-- start of Given data --
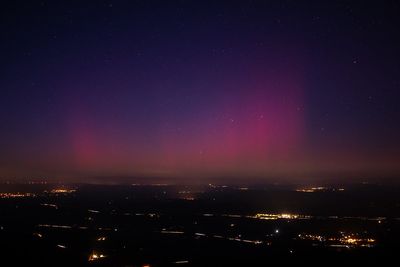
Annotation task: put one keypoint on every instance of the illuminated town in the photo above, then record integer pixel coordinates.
(107, 229)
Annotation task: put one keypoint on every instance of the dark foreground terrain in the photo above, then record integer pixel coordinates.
(212, 225)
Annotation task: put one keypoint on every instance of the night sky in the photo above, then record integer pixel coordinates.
(190, 89)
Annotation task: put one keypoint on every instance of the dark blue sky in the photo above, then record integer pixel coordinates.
(295, 89)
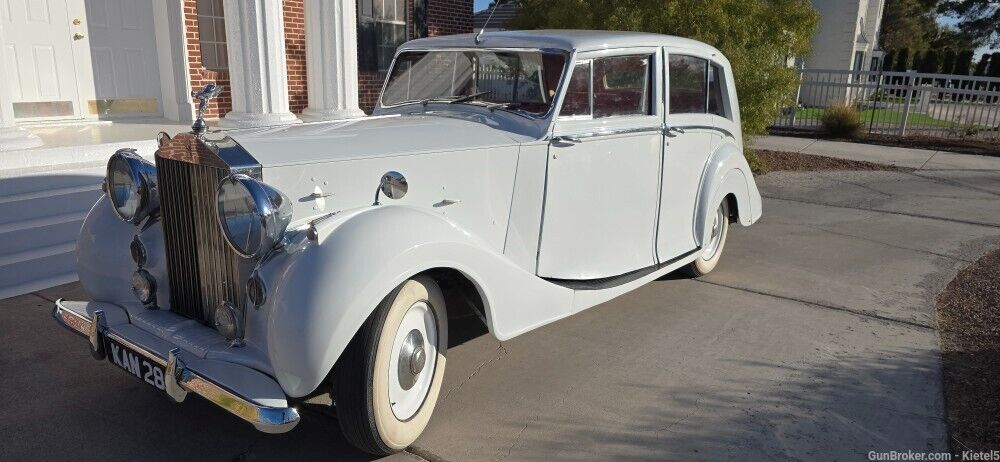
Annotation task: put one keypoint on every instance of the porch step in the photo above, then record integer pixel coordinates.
(45, 194)
(56, 266)
(40, 233)
(29, 207)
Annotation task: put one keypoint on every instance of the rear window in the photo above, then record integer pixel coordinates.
(697, 86)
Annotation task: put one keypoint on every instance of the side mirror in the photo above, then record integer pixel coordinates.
(393, 185)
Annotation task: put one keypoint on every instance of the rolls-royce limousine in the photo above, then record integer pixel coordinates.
(525, 176)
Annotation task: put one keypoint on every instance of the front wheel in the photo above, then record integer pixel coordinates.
(387, 381)
(712, 251)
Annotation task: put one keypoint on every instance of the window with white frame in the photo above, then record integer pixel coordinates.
(212, 35)
(381, 30)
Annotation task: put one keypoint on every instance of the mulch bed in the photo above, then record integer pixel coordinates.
(780, 161)
(969, 327)
(964, 146)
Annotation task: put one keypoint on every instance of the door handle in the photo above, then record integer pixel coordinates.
(567, 139)
(667, 129)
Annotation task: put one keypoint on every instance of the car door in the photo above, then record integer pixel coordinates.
(602, 186)
(691, 133)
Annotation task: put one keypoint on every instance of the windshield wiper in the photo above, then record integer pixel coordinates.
(467, 98)
(454, 99)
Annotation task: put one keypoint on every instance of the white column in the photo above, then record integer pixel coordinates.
(332, 60)
(255, 33)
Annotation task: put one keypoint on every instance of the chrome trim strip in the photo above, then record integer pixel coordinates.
(265, 418)
(576, 138)
(703, 127)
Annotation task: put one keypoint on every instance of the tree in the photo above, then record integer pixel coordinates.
(931, 62)
(994, 65)
(758, 37)
(979, 20)
(903, 60)
(982, 66)
(888, 59)
(948, 64)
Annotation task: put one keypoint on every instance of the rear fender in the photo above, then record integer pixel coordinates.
(727, 172)
(324, 291)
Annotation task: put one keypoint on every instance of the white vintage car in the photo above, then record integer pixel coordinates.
(525, 175)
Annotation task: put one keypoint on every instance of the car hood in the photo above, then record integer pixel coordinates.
(368, 137)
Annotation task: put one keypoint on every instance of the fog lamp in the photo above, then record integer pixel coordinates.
(256, 291)
(144, 287)
(229, 323)
(138, 252)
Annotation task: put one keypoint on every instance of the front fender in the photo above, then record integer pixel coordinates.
(104, 263)
(325, 290)
(727, 172)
-- end of Given data --
Exercise goal:
All entries must be written out again exactly as given, with no pictures in the copy.

Solution below:
Annotation task: put one keypoint on every instance of the illuminated town in the photo above, then record integer pixel coordinates.
(107, 229)
Annotation task: put one keypoint on every instance of the dark foreground terrain in the photo above, then record integer pixel coordinates.
(212, 225)
Annotation task: put one keypoint on every instance of the night sky in the photo above, then record integer pixel coordinates.
(190, 89)
Annotation task: put one keypoint on every instance of the dark blue sky in the photo above, then record integer pixel coordinates.
(295, 89)
Annotation task: put one keypoint on every instance of the porch step in the photo above, then record integer pixel coordinates.
(45, 194)
(56, 266)
(40, 233)
(29, 207)
Annotation task: put one keypoint on every instance of the rear window in the photo above, then record integer pixel coordinates.
(697, 86)
Annotation task: put one keypoint on every instance of the side mirror in the photo above, then record integer pixel coordinates.
(393, 185)
Annotation task: put one keypoint on every instance of the rolls-royce limousine in the photo above, then record integer pixel coordinates.
(525, 176)
Annotation task: put one keypoint on every instance of the front wheel in the photo above, then record integer pixel coordinates.
(387, 381)
(712, 251)
Annotation task: put one keypoint on every instance of the window with white frame in the photo above, then record integer pixel coordinates.
(212, 35)
(381, 30)
Annotation task: put one keypoint on every instance of the mulch bed in the photo above, then record integer pixel coordinates.
(780, 161)
(969, 327)
(964, 146)
Annotation task: put one keypoint on every instance of the door handle in the photo above, then record integer pixel coordinates.
(567, 139)
(667, 129)
Annotation task: put one keypoint on every instance of the car door in the photo above, then record integer pixel coordinates.
(602, 186)
(691, 133)
Annotation task: put one keypoint on every instance of the windshield wiper in the photo above, then record integer pixel coordinates.
(467, 98)
(454, 99)
Annotation task: put one keypoint on every instance of the white column in the photo above, then record integer pixel coordinates.
(332, 60)
(255, 33)
Annotation task: put one keypoint on every instance of the chrome trim strip in the photo above, then record integer pixel coordinates.
(265, 418)
(576, 138)
(703, 127)
Annotation task: put one keypoint on every instance of the tree in the photo above, then record integer pixel coordinates.
(931, 62)
(994, 65)
(758, 37)
(979, 20)
(903, 60)
(982, 66)
(888, 59)
(948, 64)
Annotation task: put one keypoint on every instance of the rear fender in the photo above, then record integer pixel coordinates.
(727, 172)
(324, 291)
Annotation task: put one keypoint on every instance of the white vintage car in the photo above, then record integer pixel coordinates.
(525, 175)
Annotation task: put one keypoint on every instance of the car hood in the photo above, then record integer pixel coordinates.
(368, 137)
Annotation task: put one keypoint on every instance of the fog lamp in the photo above, then record integer pixel coordinates.
(256, 291)
(144, 287)
(229, 323)
(138, 252)
Annotation task: put one keypoint on every instance of the front fender in the photo above, then record integer pixel coordinates.
(104, 263)
(325, 290)
(727, 172)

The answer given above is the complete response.